Send back all the data below, exactly as given.
--- START SUPPLIED MATERIAL ---
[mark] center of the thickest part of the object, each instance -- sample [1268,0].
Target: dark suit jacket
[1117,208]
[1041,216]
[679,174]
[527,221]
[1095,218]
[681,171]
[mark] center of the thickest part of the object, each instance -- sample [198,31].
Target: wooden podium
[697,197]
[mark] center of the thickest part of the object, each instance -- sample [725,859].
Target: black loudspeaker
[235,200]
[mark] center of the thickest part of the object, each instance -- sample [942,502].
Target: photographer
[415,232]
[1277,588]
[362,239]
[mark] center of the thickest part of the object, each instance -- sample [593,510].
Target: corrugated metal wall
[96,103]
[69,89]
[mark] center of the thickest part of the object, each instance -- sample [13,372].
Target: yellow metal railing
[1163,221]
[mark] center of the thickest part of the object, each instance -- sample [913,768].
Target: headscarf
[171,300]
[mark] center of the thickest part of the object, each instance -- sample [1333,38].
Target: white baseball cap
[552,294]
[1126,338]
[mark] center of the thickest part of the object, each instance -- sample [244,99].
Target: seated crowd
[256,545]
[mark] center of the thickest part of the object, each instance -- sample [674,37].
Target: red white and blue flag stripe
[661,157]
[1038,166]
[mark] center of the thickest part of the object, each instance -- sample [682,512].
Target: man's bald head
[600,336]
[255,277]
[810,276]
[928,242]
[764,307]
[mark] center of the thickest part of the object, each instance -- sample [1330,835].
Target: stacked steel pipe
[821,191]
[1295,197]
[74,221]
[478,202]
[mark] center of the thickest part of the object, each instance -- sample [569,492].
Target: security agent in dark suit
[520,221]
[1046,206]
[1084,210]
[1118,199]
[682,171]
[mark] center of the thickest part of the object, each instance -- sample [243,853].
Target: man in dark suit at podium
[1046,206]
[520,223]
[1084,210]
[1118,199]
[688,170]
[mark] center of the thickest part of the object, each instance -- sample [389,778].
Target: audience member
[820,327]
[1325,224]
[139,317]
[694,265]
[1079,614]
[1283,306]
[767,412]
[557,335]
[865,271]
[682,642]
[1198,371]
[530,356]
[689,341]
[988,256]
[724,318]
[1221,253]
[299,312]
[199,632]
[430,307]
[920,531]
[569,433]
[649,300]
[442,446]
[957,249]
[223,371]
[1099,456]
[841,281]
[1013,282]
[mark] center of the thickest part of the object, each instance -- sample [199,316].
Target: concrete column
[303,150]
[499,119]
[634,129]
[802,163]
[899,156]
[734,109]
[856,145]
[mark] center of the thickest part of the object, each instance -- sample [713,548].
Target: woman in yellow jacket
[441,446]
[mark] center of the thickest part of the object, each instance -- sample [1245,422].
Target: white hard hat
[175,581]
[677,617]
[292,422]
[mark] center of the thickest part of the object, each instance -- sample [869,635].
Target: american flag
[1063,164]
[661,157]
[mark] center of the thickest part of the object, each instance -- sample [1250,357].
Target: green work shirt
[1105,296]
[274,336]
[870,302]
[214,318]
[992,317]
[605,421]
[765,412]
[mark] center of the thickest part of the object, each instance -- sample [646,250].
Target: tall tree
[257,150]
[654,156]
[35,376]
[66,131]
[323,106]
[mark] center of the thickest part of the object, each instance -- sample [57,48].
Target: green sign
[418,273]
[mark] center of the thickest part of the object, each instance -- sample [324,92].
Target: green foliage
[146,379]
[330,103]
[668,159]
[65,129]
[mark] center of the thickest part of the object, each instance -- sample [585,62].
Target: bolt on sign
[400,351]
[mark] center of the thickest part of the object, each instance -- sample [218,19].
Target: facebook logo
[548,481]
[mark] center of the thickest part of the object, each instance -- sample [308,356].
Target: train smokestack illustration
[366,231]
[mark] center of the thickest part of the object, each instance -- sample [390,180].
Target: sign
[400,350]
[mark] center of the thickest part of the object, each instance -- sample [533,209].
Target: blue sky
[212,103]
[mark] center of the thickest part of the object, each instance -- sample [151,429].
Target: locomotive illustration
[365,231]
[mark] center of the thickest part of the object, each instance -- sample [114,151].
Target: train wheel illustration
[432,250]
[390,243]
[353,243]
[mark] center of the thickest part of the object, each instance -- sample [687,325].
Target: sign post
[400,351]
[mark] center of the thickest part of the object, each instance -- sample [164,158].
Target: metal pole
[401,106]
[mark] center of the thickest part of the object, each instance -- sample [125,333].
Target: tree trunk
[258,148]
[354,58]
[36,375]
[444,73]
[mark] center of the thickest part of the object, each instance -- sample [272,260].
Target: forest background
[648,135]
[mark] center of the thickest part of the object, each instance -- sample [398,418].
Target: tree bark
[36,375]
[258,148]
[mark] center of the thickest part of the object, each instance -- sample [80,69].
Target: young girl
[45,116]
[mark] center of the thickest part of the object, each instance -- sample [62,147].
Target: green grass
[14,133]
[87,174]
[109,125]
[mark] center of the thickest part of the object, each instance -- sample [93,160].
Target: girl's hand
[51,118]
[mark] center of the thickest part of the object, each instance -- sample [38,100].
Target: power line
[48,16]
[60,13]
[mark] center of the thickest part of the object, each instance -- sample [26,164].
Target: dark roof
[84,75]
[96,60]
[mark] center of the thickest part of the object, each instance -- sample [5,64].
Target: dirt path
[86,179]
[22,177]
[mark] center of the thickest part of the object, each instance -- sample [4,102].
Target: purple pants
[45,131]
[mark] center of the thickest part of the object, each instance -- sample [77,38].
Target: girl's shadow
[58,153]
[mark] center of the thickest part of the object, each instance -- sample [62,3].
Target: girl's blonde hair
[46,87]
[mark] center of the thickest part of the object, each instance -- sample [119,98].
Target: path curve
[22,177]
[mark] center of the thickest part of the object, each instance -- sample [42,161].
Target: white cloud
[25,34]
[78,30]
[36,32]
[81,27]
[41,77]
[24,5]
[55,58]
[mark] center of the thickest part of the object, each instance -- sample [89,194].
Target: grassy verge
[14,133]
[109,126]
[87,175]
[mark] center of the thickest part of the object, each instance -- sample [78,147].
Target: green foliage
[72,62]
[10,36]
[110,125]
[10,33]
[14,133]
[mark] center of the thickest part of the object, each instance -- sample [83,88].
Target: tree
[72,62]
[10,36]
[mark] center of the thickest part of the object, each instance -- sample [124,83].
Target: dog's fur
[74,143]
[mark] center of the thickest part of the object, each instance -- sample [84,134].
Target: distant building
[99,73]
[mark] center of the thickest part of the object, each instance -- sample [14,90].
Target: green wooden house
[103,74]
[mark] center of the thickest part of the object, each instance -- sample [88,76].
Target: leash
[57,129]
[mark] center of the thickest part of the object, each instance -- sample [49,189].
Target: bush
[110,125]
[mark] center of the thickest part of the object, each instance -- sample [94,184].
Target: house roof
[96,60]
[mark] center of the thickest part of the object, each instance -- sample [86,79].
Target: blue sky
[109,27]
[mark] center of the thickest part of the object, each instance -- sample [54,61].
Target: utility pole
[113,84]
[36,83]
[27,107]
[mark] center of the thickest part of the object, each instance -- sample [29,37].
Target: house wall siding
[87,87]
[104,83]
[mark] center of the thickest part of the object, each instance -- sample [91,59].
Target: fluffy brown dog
--- END SUPPLIED MATERIAL ---
• _TASK RESULT_
[mark] center of the thickest part of the object, each instance -- sample [1268,0].
Target: dark suit jacket
[1117,208]
[1041,216]
[679,174]
[527,221]
[1095,218]
[681,171]
[mark] center of the thickest part of the object, each instance -- sample [198,31].
Target: wooden podium
[697,197]
[mark] center of the thickest part of the object, each instance -- sample [725,859].
Target: black loudspeaker
[235,200]
[mark] center of the thickest part of the object, each instance -- sample [942,502].
Target: photographer
[415,232]
[1277,588]
[362,239]
[mark] center of the thickest part of the object, each instance -- sample [593,510].
Target: corrugated metal wall
[96,103]
[69,89]
[mark] center of the thickest part of the object, each instance -- sample [13,372].
Target: yellow metal railing
[1163,221]
[mark] center of the thickest part of the object, each instance -- sample [913,768].
Target: headscarf
[171,300]
[mark] center of the thickest part of the object, each instance -- sample [1333,38].
Target: white baseball cap
[552,294]
[1126,338]
[mark] center of the thickest part of the object, each instance -- sample [244,99].
Target: seated crowd
[256,545]
[mark] center of the thickest part of the object, each instance -- sample [674,37].
Target: red white and blue flag stripe
[661,157]
[1038,166]
[mark] center of the thickest part of the object, each instance -- sample [682,512].
Target: man's bald head
[600,336]
[255,277]
[810,276]
[928,242]
[764,307]
[mark] center of the thickest part of the object, each instance -- sample [1330,835].
Target: stacked steel pipe
[821,191]
[1295,197]
[74,221]
[478,202]
[mark] center of the thickest part of the object, each instance -- sample [569,492].
Target: security agent in dark suit
[520,221]
[1046,206]
[1084,210]
[1118,199]
[682,171]
[mark] center of the thickest part of the object, each instance -- sample [243,853].
Target: man in dark suit at podium
[1046,206]
[520,223]
[1084,210]
[1118,199]
[688,170]
[mark] center of the thickest part of the object, each instance -- sample [389,778].
Target: audience member
[820,327]
[1325,224]
[139,317]
[694,265]
[1079,614]
[1283,306]
[767,412]
[557,335]
[865,271]
[682,642]
[1198,371]
[530,356]
[689,341]
[988,256]
[724,318]
[1221,253]
[299,312]
[199,632]
[430,307]
[920,531]
[569,433]
[649,300]
[442,446]
[957,249]
[223,371]
[1099,456]
[841,281]
[1013,282]
[mark] center of the thickest part of the object, each instance -- sample [199,316].
Target: concrete column
[303,150]
[499,119]
[634,129]
[802,163]
[899,156]
[734,109]
[856,145]
[mark] center of the thickest part of the object, each instance -- sample [713,548].
Target: woman in yellow jacket
[441,446]
[mark] center of the thickest part of the object, each instance -- sample [1245,422].
Target: white hard hat
[175,581]
[677,617]
[292,422]
[mark] center of the thickest part of the object, each instance -- sample [869,635].
Target: american flag
[1063,164]
[661,157]
[mark] center of the thickest part of the object, each instance -- sample [1250,357].
Target: green work shirt
[1105,296]
[274,336]
[870,302]
[214,318]
[992,317]
[605,421]
[765,412]
[mark] center of the thickest part of the object, each instance -- sample [646,250].
Target: tall tree
[257,150]
[654,156]
[35,376]
[66,131]
[323,106]
[mark] center of the thickest part of the object, each instance -- sample [57,48].
Target: green sign
[418,273]
[mark] center of the thickest part of the object, each instance -- sample [324,92].
Target: green foliage
[146,379]
[330,103]
[668,159]
[65,129]
[mark] center of the thickest part of the object, each instance -- sample [585,62].
Target: bolt on sign
[400,351]
[mark] center of the thickest part of the object, each instance -- sample [218,19].
Target: facebook logo
[548,481]
[mark] center of the thickest part of the object, each instance -- sample [308,356].
Target: train smokestack illustration
[366,231]
[mark] center of the thickest part of the object, each instance -- sample [390,180].
Target: sign
[400,350]
[mark] center of the thickest part of the object, each instance -- sample [533,209].
Target: blue sky
[212,103]
[mark] center of the thickest part of the object, each instance -- sample [151,429].
Target: locomotive illustration
[365,231]
[mark] center of the thickest part of the object, each instance -- sample [114,151].
Target: train wheel illustration
[432,250]
[390,243]
[353,243]
[mark] center of the thickest part of the object, each instance -- sample [687,325].
Target: sign post
[400,351]
[mark] center of the thickest part of the object, each instance -- sample [164,158].
Target: metal pole
[401,106]
[mark] center of the thickest part of the object, each instance -- sample [125,333].
Target: tree trunk
[258,148]
[354,58]
[36,375]
[444,73]
[mark] center of the thickest part of the object, each instance -- sample [272,260].
Target: forest background
[648,135]
[mark] center of the thickest part of the object, each instance -- sample [398,418].
Target: tree bark
[36,375]
[258,148]
[mark] center of the thickest part of the object, each instance -- sample [80,69].
Target: young girl
[45,116]
[mark] center of the thickest part of the object, each instance -- sample [62,147].
Target: green grass
[14,133]
[87,174]
[109,125]
[mark] center of the thickest part of the object, each instance -- sample [93,160].
Target: girl's hand
[51,118]
[mark] center of the thickest part of the object, each instance -- sample [38,100].
Target: power line
[48,16]
[60,13]
[mark] center of the thickest part of the object, each instance -- sample [26,164].
Target: dark roof
[84,75]
[96,60]
[mark] center of the thickest part of the object, each instance -- sample [5,64].
Target: dirt path
[86,179]
[22,177]
[mark] center of the thickest part of the object, each instance -- sample [4,102].
Target: purple pants
[45,131]
[mark] center of the thickest part of the object, each instance -- sample [77,38].
Target: girl's shadow
[58,153]
[mark] center of the thickest part of the object, each instance -- sample [62,3].
Target: girl's blonde hair
[46,87]
[mark] center of the thickest part of the object, each instance -- sample [119,98].
Target: path curve
[22,177]
[mark] center of the thickest part of the object, each instance -- sample [42,161].
Target: white cloud
[25,34]
[78,30]
[36,32]
[81,27]
[41,77]
[24,5]
[55,58]
[mark] center of the thickest part of the object, each instance -- sample [89,194].
Target: grassy verge
[14,133]
[109,126]
[87,175]
[mark] center of the thickest part of the object, each instance -- sample [78,147].
Target: green foliage
[72,62]
[10,36]
[110,125]
[10,33]
[14,133]
[mark] center of the thickest part of the object, each instance -- sample [83,88].
Target: tree
[72,62]
[10,36]
[mark] center of the thickest part of the object, each instance -- sample [124,83].
Target: dog's fur
[74,143]
[mark] center of the thickest part of the object, each instance -- sample [84,134].
Target: distant building
[99,73]
[mark] center of the thickest part of the object, each instance -- sample [14,90].
Target: green wooden house
[103,74]
[mark] center of the thickest part of the object, each instance -- sample [88,76].
Target: leash
[57,129]
[mark] center of the thickest part of the object, each instance -- sample [49,189].
Target: bush
[110,125]
[mark] center of the thickest part of the object, each instance -- sample [94,184].
Target: house roof
[96,60]
[mark] center of the thickest part of the object, each instance -- sample [86,79].
Target: blue sky
[109,27]
[mark] center of the thickest part of the object, each instance -- sample [54,61].
Target: utility pole
[113,84]
[36,83]
[27,107]
[mark] center of the thickest part of the object, each instance -- sample [29,37].
Target: house wall siding
[87,87]
[104,83]
[mark] center of the thickest part of the object, each instance -- sample [91,59].
Target: fluffy brown dog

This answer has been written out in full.